» Task goal
Give back every one of the entries below word for word, with nothing added, dropped, or changed.

##########

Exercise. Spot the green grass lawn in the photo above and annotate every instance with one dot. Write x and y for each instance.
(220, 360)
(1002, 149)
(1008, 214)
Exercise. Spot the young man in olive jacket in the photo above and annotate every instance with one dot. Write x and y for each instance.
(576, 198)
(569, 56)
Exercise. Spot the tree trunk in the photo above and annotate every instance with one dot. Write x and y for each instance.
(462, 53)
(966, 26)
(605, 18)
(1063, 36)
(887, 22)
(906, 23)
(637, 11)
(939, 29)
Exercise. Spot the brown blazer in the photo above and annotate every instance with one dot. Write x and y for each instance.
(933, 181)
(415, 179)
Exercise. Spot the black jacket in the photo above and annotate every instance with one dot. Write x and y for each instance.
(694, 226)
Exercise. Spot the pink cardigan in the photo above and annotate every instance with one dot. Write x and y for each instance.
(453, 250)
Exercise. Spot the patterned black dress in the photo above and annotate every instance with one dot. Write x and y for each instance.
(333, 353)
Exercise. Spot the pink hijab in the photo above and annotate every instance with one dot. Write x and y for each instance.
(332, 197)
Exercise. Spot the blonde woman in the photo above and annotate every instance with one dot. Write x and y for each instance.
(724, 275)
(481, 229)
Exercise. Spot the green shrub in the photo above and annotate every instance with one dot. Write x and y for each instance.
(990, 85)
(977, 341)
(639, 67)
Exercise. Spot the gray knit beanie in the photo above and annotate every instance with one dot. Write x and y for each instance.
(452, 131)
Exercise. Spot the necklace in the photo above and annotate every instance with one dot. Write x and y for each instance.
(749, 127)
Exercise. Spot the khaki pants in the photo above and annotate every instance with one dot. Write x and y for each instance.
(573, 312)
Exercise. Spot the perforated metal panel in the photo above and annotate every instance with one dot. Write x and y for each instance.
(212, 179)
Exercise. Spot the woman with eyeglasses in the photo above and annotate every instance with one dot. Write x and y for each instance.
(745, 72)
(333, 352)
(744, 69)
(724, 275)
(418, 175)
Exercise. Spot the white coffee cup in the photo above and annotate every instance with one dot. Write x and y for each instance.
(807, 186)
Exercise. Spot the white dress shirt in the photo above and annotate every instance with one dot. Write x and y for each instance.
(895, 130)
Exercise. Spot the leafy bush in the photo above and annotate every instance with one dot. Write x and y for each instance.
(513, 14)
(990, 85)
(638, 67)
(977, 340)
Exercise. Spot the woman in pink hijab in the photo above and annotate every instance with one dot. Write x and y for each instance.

##########

» Solution for this exercise
Exercise. Spot the green grass lawn in the photo above and annotate every instance with one dot. Write x and y for each instance.
(220, 360)
(1002, 149)
(1008, 214)
Exercise. Spot the young man in olive jacket in the photo above and annotate every instance with one dot. Write x and y for each instance.
(576, 198)
(569, 56)
Exercise. Spot the tree trunk in the photo above and annotate every instance with one dot. Write x and y for each instance.
(462, 53)
(966, 26)
(605, 18)
(1063, 36)
(887, 22)
(906, 23)
(637, 11)
(939, 29)
Exercise. Spot the brown blazer in the photo above and annotate every instance with one dot. Write x and y for each instance.
(933, 181)
(415, 179)
Exercise. Spot the black jacket in the photo above and annotate every instance with one dot. Write x and y for each instance.
(694, 226)
Exercise. Spot the pink cardigan in the photo above and annotate every instance with one dot. Write x and y for each instance.
(453, 250)
Exercise. Spot the patterned black dress in the photo above and annotate every instance with one dot. Write x and y for each instance.
(333, 353)
Exercise. Spot the pink hijab in the photo above and annotate every instance with one dot. Write x and y for each instance.
(332, 197)
Exercise. Spot the blonde woman in the photo above and annotate every instance with one dot. Write x and y for each instance.
(724, 275)
(481, 229)
Exercise. Spot the green shrub in the photo above and annotate every instance with one dot. Write x and y for each instance.
(990, 85)
(977, 341)
(639, 67)
Exercise. Spot the gray knit beanie in the photo above and annotate every instance with one dot. Write x and y for each instance.
(452, 131)
Exercise. Spot the necklace in the photo above and annotate every instance with one dot. Write x and y for each instance.
(749, 127)
Exercise. Spot the khaki pants in the photo above and annotate every instance with one dot. Write x and y for each instance.
(573, 312)
Exercise. Spot the perforated metal panel in the photo above and annotate every instance with one dot. Write x and y for each instance.
(212, 179)
Exercise. Spot the woman with eyeglasses in the photo above and annotate every instance with one dot. Write x and y for each instance.
(745, 72)
(333, 352)
(744, 69)
(724, 275)
(418, 175)
Exercise. Spot the white coffee cup in the photo above and annotate every instance with one dot. Write x and y for each instance.
(807, 186)
Exercise. Spot the white dress shirt in the photo above and annotate every instance with one dot. Write x and y for each instance.
(895, 130)
Exercise. Spot the leafy bush in the photo above and annotate every instance with one dot. Write x and y for each instance.
(513, 14)
(990, 85)
(638, 67)
(977, 340)
Exercise. Spot the woman in pink hijab in the photo above and annotate every instance with one dot. Write x and y for each instance.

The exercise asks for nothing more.